▶ [Excerpt to read]:
● ● ● ● ●
A great Multivariable Calculus problem

Today I gave my multivariable calculus class a problem — a problem I give every year, that I found… somewhere. Maybe MIT, maybe an Exeter problem set, maybe a textbook. And if you ever want to see kids work together, and do some good problem solving, this is a prime problem for that.

Up to now, we’ve been working on vectors — and they learned vector basics (read: dot product and cross product). Here’s the question.

You have any tetrahedron. Sticking outwards from each face, orthogonal to each face, is a vector with magnitude equal to the area of face it is sticking out of. Prove that if you add these four vectors together, they sum to the zero vector.

It’s such a beautiful problem. I don’t have a totally geometric way to explain why this is true (we do lots of good vector algebra), but I do enjoy watching everything all come together. To me, it almost works like magic.

I then had a student ask an amazing extension question. (If they’re asking extension questions, you know it’s a rich problem.) He said: “Will this always work for any polyhedra? What about figures involving faces which aren’t triangles?” I, of course, decided I loved the problem. And I desperately want him to work on this for his final project.

I love the idea of this student taking this problem and seeing how far he can run with it. I mean: hello, gluing tetrahedrons together! (I expect him to make some stick models, if he does it!)

16 comments

  1. I don’t know about totally geometric way either, but there’s a simple physical argument which explains why this must be true. Imagine a rigid polyhedron (convex or not, it doesn’t matter) filled with some gas under pressure. The gas exerts a force on each face, and this force acts perpendicular to the face and is proportional to its area (think “PSI”). If the vector sum of those forces was nonzero, the polyhedron would float away in the direction of the net force.

    BTW this problem appears in Peter Winkler’s book “Mathematical Puzzles: A Connoisseur’s Collection”. The solution provided there is precisely this physical argument.
● ● ● ● ●
▶ [Set exercise A]: Summarize the post about a multivariable calculus problem in two sentences.
● ● ● ● ●
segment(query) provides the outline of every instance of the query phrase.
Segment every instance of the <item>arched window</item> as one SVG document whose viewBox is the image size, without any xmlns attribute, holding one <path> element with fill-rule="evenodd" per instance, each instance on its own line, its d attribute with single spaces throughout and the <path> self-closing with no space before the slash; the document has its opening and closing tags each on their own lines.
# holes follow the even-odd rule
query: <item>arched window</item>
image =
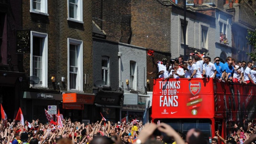
<svg viewBox="0 0 256 144">
<path fill-rule="evenodd" d="M 102 56 L 101 60 L 101 77 L 105 82 L 105 86 L 110 86 L 109 72 L 109 58 L 107 56 Z"/>
</svg>

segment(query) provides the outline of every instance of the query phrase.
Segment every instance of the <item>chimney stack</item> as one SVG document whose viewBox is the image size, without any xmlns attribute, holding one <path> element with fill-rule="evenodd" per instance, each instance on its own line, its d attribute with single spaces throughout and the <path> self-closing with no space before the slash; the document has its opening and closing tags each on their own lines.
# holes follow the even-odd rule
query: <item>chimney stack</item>
<svg viewBox="0 0 256 144">
<path fill-rule="evenodd" d="M 178 5 L 180 6 L 184 6 L 184 1 L 183 0 L 178 0 Z"/>
<path fill-rule="evenodd" d="M 229 0 L 229 8 L 233 8 L 233 2 L 232 0 Z"/>
</svg>

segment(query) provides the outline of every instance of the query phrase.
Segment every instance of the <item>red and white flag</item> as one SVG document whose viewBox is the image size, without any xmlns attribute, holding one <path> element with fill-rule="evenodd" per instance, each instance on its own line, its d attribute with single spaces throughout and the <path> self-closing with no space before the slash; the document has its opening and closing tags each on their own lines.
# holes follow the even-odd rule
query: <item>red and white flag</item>
<svg viewBox="0 0 256 144">
<path fill-rule="evenodd" d="M 44 109 L 44 112 L 45 113 L 45 116 L 46 118 L 47 118 L 47 120 L 48 122 L 51 122 L 53 120 L 53 116 L 52 115 L 49 115 L 48 114 L 48 111 L 47 111 L 45 109 Z"/>
<path fill-rule="evenodd" d="M 1 104 L 1 115 L 2 117 L 2 119 L 4 120 L 5 120 L 7 119 L 7 115 L 6 115 L 5 112 L 4 110 L 4 108 L 3 108 L 2 106 L 2 104 Z"/>
<path fill-rule="evenodd" d="M 15 118 L 15 120 L 19 121 L 22 125 L 24 125 L 24 118 L 23 117 L 23 114 L 22 114 L 22 111 L 21 111 L 20 108 L 19 109 L 19 111 L 17 114 L 17 116 L 16 116 L 16 118 Z"/>
<path fill-rule="evenodd" d="M 58 120 L 57 120 L 58 124 L 59 124 L 58 126 L 59 128 L 61 128 L 63 127 L 63 124 L 62 123 L 62 121 L 61 121 L 61 117 L 60 114 L 60 110 L 58 110 Z"/>
<path fill-rule="evenodd" d="M 107 120 L 106 119 L 106 118 L 105 118 L 105 117 L 104 117 L 103 116 L 103 115 L 102 115 L 102 114 L 101 114 L 101 113 L 100 113 L 100 115 L 101 115 L 101 116 L 102 116 L 102 118 L 103 118 L 103 119 L 104 119 L 104 121 L 106 121 L 106 120 Z"/>
</svg>

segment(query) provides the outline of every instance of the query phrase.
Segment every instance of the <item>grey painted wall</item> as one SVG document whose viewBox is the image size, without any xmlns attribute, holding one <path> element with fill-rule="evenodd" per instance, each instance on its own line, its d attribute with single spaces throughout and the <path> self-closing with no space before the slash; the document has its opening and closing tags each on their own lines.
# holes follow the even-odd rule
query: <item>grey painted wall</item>
<svg viewBox="0 0 256 144">
<path fill-rule="evenodd" d="M 118 46 L 118 43 L 116 43 L 96 38 L 93 39 L 93 84 L 96 80 L 102 79 L 101 60 L 102 56 L 106 56 L 109 58 L 110 86 L 112 90 L 119 87 Z"/>
</svg>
● ● ● ● ●
▶ [Set exercise B]: Locate every line in the entries that contains the word "flag" and copy each of those lines.

▶ [Response A]: Each year the writer gives the class a problem: for any tetrahedron, take a vector sticking outward from each face, orthogonal to it and with magnitude equal to its area, and prove that the four vectors sum to the zero vector. A student then asked whether this works for any polyhedron, including faces that aren't triangles, and the writer wants him to pursue that question for his final project.

▶ [Response B]:
Segment every instance of the <item>red and white flag</item> as one SVG document whose viewBox is the image size, without any xmlns attribute, holding one <path> element with fill-rule="evenodd" per instance, each instance on its own line, its d attribute with single spaces throughout and the <path> self-closing with no space before the slash; the document has its opening and closing tags each on their own lines.
query: <item>red and white flag</item>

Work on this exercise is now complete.